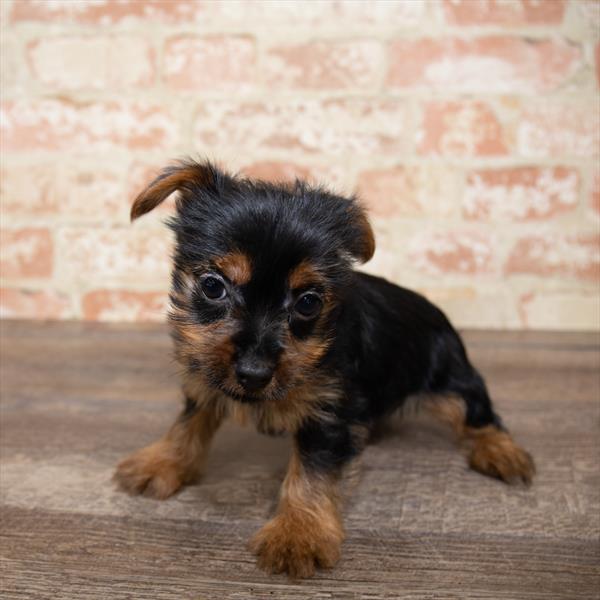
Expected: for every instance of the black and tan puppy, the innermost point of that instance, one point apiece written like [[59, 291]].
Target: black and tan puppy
[[272, 326]]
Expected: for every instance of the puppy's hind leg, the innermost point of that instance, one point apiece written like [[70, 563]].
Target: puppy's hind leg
[[160, 469], [467, 407]]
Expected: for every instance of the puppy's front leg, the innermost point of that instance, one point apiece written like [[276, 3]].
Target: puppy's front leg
[[160, 469], [307, 531]]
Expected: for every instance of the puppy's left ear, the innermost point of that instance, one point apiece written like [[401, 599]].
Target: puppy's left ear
[[362, 240], [185, 176]]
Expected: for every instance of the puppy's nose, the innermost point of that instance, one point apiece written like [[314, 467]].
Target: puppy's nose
[[253, 375]]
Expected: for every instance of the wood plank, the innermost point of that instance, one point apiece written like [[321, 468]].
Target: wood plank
[[75, 397]]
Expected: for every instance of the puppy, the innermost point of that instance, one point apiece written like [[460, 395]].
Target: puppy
[[272, 326]]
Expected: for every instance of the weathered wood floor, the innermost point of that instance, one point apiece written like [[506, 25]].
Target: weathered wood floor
[[75, 398]]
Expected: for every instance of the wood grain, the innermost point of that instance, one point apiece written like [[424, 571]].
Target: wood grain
[[76, 397]]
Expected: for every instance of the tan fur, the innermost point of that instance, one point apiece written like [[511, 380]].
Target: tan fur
[[491, 451], [236, 267], [179, 178], [307, 531], [270, 415], [160, 469]]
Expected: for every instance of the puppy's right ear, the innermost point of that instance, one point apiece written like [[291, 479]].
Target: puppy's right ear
[[185, 176]]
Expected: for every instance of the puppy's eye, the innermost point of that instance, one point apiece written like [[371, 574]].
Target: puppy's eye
[[308, 305], [213, 288]]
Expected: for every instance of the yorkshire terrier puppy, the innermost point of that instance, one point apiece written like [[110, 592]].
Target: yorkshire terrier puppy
[[272, 325]]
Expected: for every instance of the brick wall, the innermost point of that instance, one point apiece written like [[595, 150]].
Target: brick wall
[[470, 127]]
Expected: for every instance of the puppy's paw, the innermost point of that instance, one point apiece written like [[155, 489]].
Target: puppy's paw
[[296, 546], [495, 453], [152, 471]]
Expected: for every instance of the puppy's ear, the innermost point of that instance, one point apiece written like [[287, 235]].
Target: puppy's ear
[[185, 176], [362, 246]]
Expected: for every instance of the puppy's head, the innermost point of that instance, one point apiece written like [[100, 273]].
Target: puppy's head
[[260, 274]]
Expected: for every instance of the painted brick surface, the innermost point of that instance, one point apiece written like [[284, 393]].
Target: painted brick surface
[[470, 129]]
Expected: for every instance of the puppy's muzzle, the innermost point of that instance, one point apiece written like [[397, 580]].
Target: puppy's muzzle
[[253, 374]]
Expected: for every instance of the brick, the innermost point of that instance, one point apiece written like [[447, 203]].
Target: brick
[[114, 255], [90, 127], [123, 305], [595, 193], [210, 63], [67, 191], [570, 310], [26, 253], [476, 307], [29, 304], [496, 64], [414, 190], [556, 255], [460, 128], [554, 129], [92, 62], [504, 12], [325, 65], [330, 127], [105, 12], [270, 170], [13, 78], [452, 252], [520, 194]]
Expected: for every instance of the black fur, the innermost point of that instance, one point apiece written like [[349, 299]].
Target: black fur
[[385, 343]]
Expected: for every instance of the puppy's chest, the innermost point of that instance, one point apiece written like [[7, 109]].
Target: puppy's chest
[[271, 417]]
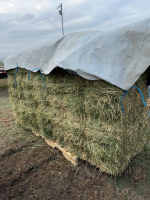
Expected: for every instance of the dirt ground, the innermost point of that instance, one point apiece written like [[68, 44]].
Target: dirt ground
[[31, 170]]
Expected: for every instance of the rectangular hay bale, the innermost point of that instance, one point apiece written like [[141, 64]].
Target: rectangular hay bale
[[83, 116]]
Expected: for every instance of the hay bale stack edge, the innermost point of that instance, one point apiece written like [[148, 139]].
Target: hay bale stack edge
[[82, 115]]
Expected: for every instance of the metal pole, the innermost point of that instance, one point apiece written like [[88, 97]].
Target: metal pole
[[62, 24], [61, 13]]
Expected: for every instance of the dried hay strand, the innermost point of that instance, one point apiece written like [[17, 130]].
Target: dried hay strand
[[82, 115]]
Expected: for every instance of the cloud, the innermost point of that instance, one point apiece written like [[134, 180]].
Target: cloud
[[24, 24]]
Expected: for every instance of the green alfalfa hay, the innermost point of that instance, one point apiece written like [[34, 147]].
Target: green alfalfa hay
[[84, 116]]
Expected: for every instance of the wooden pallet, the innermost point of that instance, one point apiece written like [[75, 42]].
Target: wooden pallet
[[69, 156]]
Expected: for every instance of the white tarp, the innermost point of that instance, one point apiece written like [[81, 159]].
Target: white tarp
[[118, 56]]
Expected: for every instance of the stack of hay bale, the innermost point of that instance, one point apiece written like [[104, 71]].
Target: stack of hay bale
[[83, 116]]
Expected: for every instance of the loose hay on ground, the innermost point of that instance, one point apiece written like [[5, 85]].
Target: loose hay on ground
[[82, 115]]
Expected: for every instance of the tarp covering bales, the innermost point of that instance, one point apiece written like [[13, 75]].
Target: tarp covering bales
[[81, 115], [118, 56], [91, 118]]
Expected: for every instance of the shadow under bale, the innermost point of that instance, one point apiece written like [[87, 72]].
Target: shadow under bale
[[82, 115]]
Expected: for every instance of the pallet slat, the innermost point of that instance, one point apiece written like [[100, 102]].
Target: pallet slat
[[69, 156]]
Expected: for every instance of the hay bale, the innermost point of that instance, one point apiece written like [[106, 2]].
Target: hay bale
[[82, 115]]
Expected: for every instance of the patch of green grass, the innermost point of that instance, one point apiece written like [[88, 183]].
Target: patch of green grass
[[3, 84]]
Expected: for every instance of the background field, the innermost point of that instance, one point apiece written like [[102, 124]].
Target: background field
[[30, 169]]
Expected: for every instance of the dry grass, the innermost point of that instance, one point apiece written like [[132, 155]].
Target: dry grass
[[84, 116]]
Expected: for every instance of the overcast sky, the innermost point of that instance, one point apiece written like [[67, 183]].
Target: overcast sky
[[24, 24]]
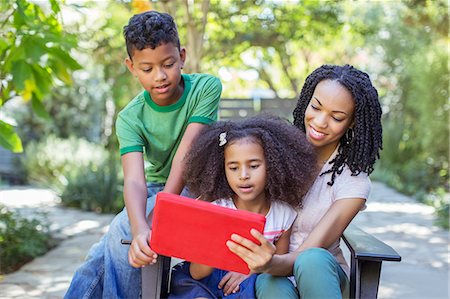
————————
Return all of the records above word for word, leaving out the pictures.

_RESULT OF THE EXERCISE_:
Expected: for every instance of the black and tan puppy, the innermost point of that instance, one point apiece written like [[59, 291]].
Target: black and tan puppy
[[272, 326]]
Expected: for every instance of the puppy's hind leg, the innermost point of that instance, one point apiece written like [[70, 563]].
Target: puppy's hind leg
[[160, 469], [467, 407]]
Expected: for every instance of the puppy's front leg, the innermost point of that instance, one point apiece written like [[276, 3]].
Target: puppy's front leg
[[160, 469], [307, 531]]
Expected: for every instance of the puppy's left ear, the innermost point of that instance, one point apiece written like [[401, 599]].
Target: puppy's left ear
[[362, 240], [185, 176]]
Expected: for every instance of the puppy's nose, the innermost point of that instance, one point apiece written like [[314, 467]].
Target: puppy's nose
[[253, 375]]
Expected: for every instance of the wood plank, the innermost point of that instance, one point apiece written like [[321, 468]].
Target: wood plank
[[75, 397]]
Expected: for every instance of the puppy, the innermost point of that instance, one point apiece written like [[460, 395]].
Target: puppy
[[272, 326]]
Expected: for every instance of the weathered wood floor, the innermost point of that instance, one point apiece written like [[506, 25]].
Target: weathered wood floor
[[75, 398]]
Expected: for every instance of the wood grain, the innermost point of that instance, one point apiece written like [[424, 571]].
Target: wood grain
[[76, 397]]
Expected: for every instance of the tan fur, the innermost point of that instance, one point apiece written like [[511, 380]].
Target: tan fur
[[491, 451], [236, 267], [179, 178], [307, 531], [270, 415], [160, 469]]
Expected: for every instance of the puppy's right ear, the innermost point of that instance, one point apiece written like [[291, 479]].
Target: puppy's right ear
[[185, 176]]
Expected: for every instance of the puppy's eye, the innermost point of that instance, one point apiece written like [[371, 574]].
Target: puppy's eye
[[308, 305], [213, 288]]
Expected: for every instance of the yorkshire terrier puppy, the innermost point of that instance, one point apiece written like [[110, 592]].
Target: yorkshire terrier puppy
[[272, 325]]
Expected: for every instance of the brick wall, the innermost point of that instance, one point apiece written like [[595, 150]].
Target: brick wall
[[470, 127]]
Expected: for every instance of the puppy's paw, the innermost point of that instance, one point apiece written like [[155, 489]].
Target: puppy's paw
[[296, 546], [495, 453], [152, 471]]
Expected: for every instance of the puppy's ear, the innermost point of that instance, one point apiece written like [[287, 235]].
Target: puppy's ear
[[185, 176], [362, 246]]
Expected: for every instance of the puppy's head, the innermost point of that instance, one point apiece written like [[100, 273]].
Target: puppy's head
[[260, 274]]
Expected: for every instance of the painted brick surface, the innermost point of that instance, one point apiece written like [[284, 393]].
Target: painted brick surface
[[470, 129]]
Expected: for every instance of the puppy's muzzle, the innermost point of that instance, one point apiece written like [[397, 580]].
Target: puppy's muzzle
[[253, 374]]
Expected: for every instance of the brick, the innermost point of that instance, one point apiece written like [[447, 203]].
Target: brick
[[114, 255], [90, 127], [123, 305], [595, 193], [210, 63], [67, 191], [570, 310], [26, 253], [476, 307], [29, 304], [496, 64], [414, 190], [556, 255], [460, 128], [554, 129], [92, 62], [504, 12], [325, 65], [330, 127], [105, 12], [270, 170], [13, 78], [452, 252], [520, 194]]
Expected: for every instance of the black fur, the innermost point of that instance, one point apiece written like [[349, 299]].
Target: black fur
[[385, 343]]
Expected: for every instance of the puppy's chest, the innermost point of that instance, one point apiece written like [[7, 109]].
Target: puppy's chest
[[271, 417]]
Expected: for every instance of the dirt ground, the innermost point of that instance, one point apiece written like [[68, 44]].
Target: dirt ground
[[31, 170]]
Expected: for every instance of the rectangular hay bale, the innermost point of that instance, one point apiece written like [[141, 64]].
Target: rectangular hay bale
[[83, 116]]
Expected: for every instance of the hay bale stack edge, the innermost point of that instance, one point apiece written like [[148, 139]].
Target: hay bale stack edge
[[82, 115]]
Expected: for every instance of the metal pole, the innermost point of that instance, one point apiece written like [[88, 97]].
Target: metal pole
[[62, 24], [61, 13]]
Expected: for every instance of the dried hay strand, the innermost point of that instance, one point apiece written like [[17, 130]].
Target: dried hay strand
[[82, 115]]
Expected: for every instance of the cloud, the innermost point of that instance, one point apiece written like [[134, 180]].
Target: cloud
[[24, 24]]
Expected: for every instance of the green alfalfa hay, the innermost point of that instance, one point apiece written like [[34, 147]].
Target: green alfalfa hay
[[84, 116]]
Expected: for every instance of the wooden pallet, the innermost point of that instance, one point apiece written like [[75, 42]].
Target: wooden pallet
[[69, 156]]
Expected: for every instance of the white tarp, the innermost point of that instance, one point apiece written like [[81, 159]].
Target: white tarp
[[118, 56]]
Expected: for every instance of the stack of hay bale, the innermost point of that instance, one point apiece written like [[104, 71]].
Target: stack of hay bale
[[83, 116]]
Expected: for every instance of the loose hay on ground, the innermost point of that instance, one point apiece written like [[5, 85]].
Target: loose hay on ground
[[82, 115]]
Expected: for every instance of the tarp covering bales, the innermost point of that instance, one point apiece written like [[13, 75]].
Target: tarp covering bales
[[81, 115], [118, 56], [91, 118]]
Expected: for every instance of the shadow under bale, the innermost point of that instance, one point apiece written like [[87, 72]].
Target: shadow under bale
[[82, 115]]
Expected: for every instance of the pallet slat, the innermost point of that instance, one point apiece written like [[100, 102]].
Target: pallet slat
[[69, 156]]
Expected: for every instance of the hay bale, the innermost point of that instance, one point apiece written like [[106, 2]].
Target: hay bale
[[82, 115]]
Expected: for every instance of the patch of green grass, the innermost point of that instance, one point apiece written like [[88, 183]].
Target: patch of green grass
[[3, 84]]
Expected: for every instance of the background field, the innermost point of that instance, one point apiece written like [[102, 124]].
Target: background field
[[30, 169]]
Expected: for every instance of the dry grass, the innermost point of that instance, one point apiece written like [[132, 155]].
Target: dry grass
[[84, 116]]
Expected: for every instance of the overcast sky, the innermost point of that instance, one point apiece written like [[67, 183]].
Target: overcast sky
[[24, 24]]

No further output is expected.